Nobody can say with any confidence when and how Guyana’s current political impasse would end. This is partly because we have not been down this road before and partly because the final outcome is linked to factors that are not electoral in nature. I have argued all along that this election is the occasion for the settling of other non-electoral scores, some old and others new. It is, therefore, not accidental that after almost four months, the imminent end may not be that imminent. It is also not surprising that external forces have become more embroiled than normal in the situation.
But the greatest rupture has occurred among Guyanese. We have in the last four months deteriorated into two separate and hostile countries. One just has to check the letter pages of the newspapers or worse peruse social media. The divide is frightening. Not simply because people have competing views of reality, but because those views seem immovable. There is little or no space to speak across the political aisle except to abuse the other. A country that was always divided is now being sensationally ripped apart.
This election has destroyed friendships, institutions, organizations, and trust among the citizenry at large. Our fragile ethnic relations have taken a beating to the point that one worries whether they can be mended when this is all over. It is difficult to watch and listen to what passes for commentary and analysis. In all of my almost five decades of observing Guyanese politics, I have never seen the level of hypocrisy that is currently on display. The ease with which persons and institutions ignore the narrative of the other side is at best shattering.
Yet we press on. The matter is now before the CCJ. That institution which has not earned the trust of two-thirds of the CARICOM member of states is itself on trial. Those member states have chosen to retain the Privy Council as their court of last resort while some of their leaders are urging acceptance of the rulings from the CCJ. Those countries have stayed away from the CCJ because they fear the court would be subjected to political interference. I reject that position. But these Guyanese elections have raised that question anew within the integration movement. One must speculate whether CARICOM would be the same when these Guyanese elections are over.

_PROVIDED INFORMATION:_
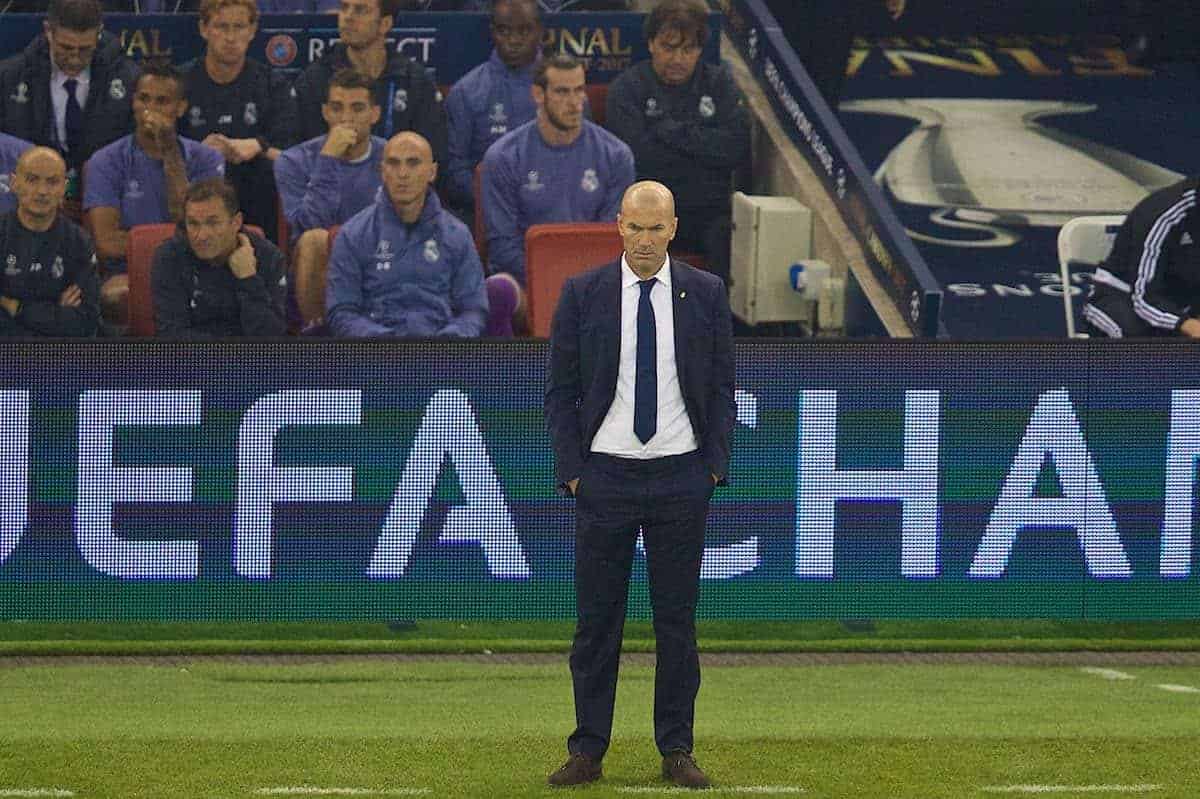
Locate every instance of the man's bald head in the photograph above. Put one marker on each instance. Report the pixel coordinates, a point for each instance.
(648, 193)
(40, 182)
(408, 168)
(647, 224)
(408, 140)
(41, 158)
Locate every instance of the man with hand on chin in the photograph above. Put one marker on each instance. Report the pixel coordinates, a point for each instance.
(327, 180)
(48, 283)
(238, 106)
(141, 179)
(214, 278)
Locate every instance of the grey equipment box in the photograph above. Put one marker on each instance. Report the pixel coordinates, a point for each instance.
(769, 235)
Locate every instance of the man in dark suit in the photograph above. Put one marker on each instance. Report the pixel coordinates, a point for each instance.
(640, 407)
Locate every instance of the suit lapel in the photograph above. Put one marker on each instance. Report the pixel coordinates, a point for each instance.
(682, 301)
(606, 308)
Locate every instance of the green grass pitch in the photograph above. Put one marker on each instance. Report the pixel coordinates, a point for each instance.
(453, 728)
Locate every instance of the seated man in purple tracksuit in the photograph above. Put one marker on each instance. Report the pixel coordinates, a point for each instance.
(141, 179)
(406, 266)
(557, 168)
(327, 180)
(495, 97)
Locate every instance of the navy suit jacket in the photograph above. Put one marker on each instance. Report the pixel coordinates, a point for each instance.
(585, 358)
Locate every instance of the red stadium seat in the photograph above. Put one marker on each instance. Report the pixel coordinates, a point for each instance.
(555, 252)
(144, 240)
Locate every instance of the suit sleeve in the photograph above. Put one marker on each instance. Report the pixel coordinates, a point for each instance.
(345, 304)
(723, 409)
(48, 318)
(505, 238)
(172, 292)
(564, 389)
(1151, 296)
(262, 295)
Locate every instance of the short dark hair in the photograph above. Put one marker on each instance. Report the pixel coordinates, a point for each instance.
(534, 6)
(689, 18)
(75, 14)
(162, 67)
(213, 188)
(561, 61)
(391, 7)
(210, 8)
(352, 79)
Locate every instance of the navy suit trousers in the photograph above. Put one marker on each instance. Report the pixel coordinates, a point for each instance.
(666, 499)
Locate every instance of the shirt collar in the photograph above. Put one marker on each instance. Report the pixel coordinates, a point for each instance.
(629, 277)
(58, 77)
(525, 72)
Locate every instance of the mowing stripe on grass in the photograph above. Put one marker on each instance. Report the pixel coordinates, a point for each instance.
(1071, 788)
(1107, 673)
(761, 790)
(313, 791)
(1179, 689)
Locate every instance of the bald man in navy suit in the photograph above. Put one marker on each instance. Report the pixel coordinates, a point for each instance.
(640, 408)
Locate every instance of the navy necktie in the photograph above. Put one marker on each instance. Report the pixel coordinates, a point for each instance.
(646, 383)
(73, 119)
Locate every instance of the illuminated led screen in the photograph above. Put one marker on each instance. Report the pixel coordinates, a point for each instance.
(375, 480)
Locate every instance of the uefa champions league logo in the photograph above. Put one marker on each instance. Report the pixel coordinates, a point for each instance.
(988, 167)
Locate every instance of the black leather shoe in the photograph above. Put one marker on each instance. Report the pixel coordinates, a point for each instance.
(681, 768)
(579, 769)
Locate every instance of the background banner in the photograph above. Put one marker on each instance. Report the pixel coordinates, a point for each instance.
(449, 44)
(821, 139)
(988, 143)
(379, 480)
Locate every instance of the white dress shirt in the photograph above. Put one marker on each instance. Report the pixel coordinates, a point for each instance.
(673, 433)
(59, 98)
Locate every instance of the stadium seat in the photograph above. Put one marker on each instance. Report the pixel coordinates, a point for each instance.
(598, 96)
(1084, 242)
(144, 240)
(555, 252)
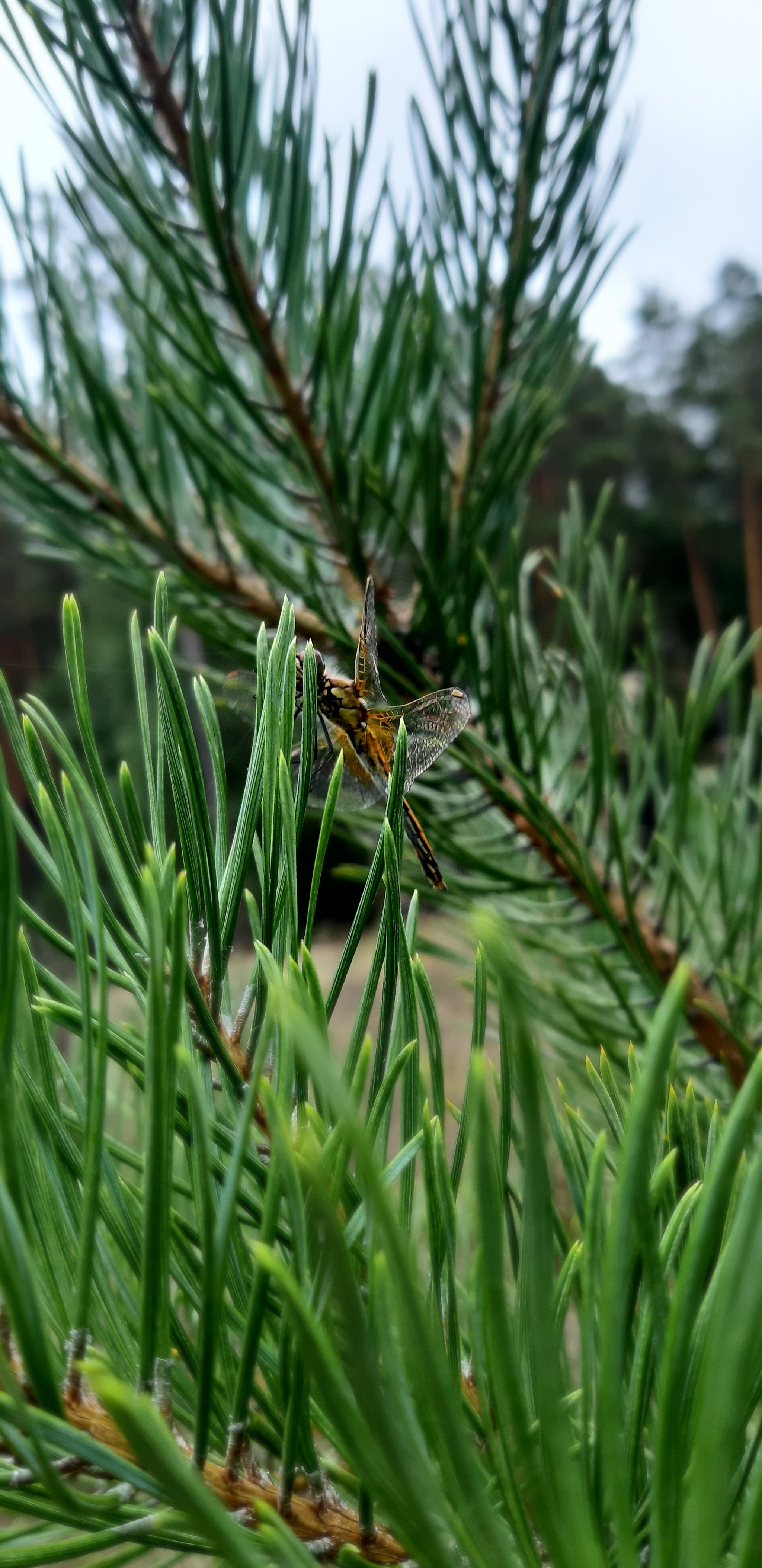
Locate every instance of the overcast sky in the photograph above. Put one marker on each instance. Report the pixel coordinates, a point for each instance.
(694, 183)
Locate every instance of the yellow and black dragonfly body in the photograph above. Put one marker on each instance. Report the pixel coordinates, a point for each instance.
(356, 720)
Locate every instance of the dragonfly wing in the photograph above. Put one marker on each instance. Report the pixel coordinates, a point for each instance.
(239, 690)
(366, 659)
(433, 722)
(360, 786)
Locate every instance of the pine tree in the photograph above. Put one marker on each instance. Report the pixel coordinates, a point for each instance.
(236, 389)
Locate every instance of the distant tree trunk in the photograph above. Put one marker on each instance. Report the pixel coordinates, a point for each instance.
(752, 498)
(701, 587)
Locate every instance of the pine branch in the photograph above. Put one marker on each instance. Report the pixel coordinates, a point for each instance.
(292, 404)
(244, 589)
(706, 1012)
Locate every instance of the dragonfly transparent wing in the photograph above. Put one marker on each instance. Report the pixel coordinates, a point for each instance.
(360, 786)
(366, 659)
(433, 722)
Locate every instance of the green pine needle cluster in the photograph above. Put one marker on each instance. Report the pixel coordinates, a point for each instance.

_REQUIREMENT:_ Please reproduce the commentary on Guyana's election impasse from above in full, word for word.

_SOLUTION TO THE EXERCISE:_
Nobody can say with any confidence when and how Guyana’s current political impasse would end. This is partly because we have not been down this road before and partly because the final outcome is linked to factors that are not electoral in nature. I have argued all along that this election is the occasion for the settling of other non-electoral scores, some old and others new. It is, therefore, not accidental that after almost four months, the imminent end may not be that imminent. It is also not surprising that external forces have become more embroiled than normal in the situation.
But the greatest rupture has occurred among Guyanese. We have in the last four months deteriorated into two separate and hostile countries. One just has to check the letter pages of the newspapers or worse peruse social media. The divide is frightening. Not simply because people have competing views of reality, but because those views seem immovable. There is little or no space to speak across the political aisle except to abuse the other. A country that was always divided is now being sensationally ripped apart.
This election has destroyed friendships, institutions, organizations, and trust among the citizenry at large. Our fragile ethnic relations have taken a beating to the point that one worries whether they can be mended when this is all over. It is difficult to watch and listen to what passes for commentary and analysis. In all of my almost five decades of observing Guyanese politics, I have never seen the level of hypocrisy that is currently on display. The ease with which persons and institutions ignore the narrative of the other side is at best shattering.
Yet we press on. The matter is now before the CCJ. That institution which has not earned the trust of two-thirds of the CARICOM member of states is itself on trial. Those member states have chosen to retain the Privy Council as their court of last resort while some of their leaders are urging acceptance of the rulings from the CCJ. Those countries have stayed away from the CCJ because they fear the court would be subjected to political interference. I reject that position. But these Guyanese elections have raised that question anew within the integration movement. One must speculate whether CARICOM would be the same when these Guyanese elections are over.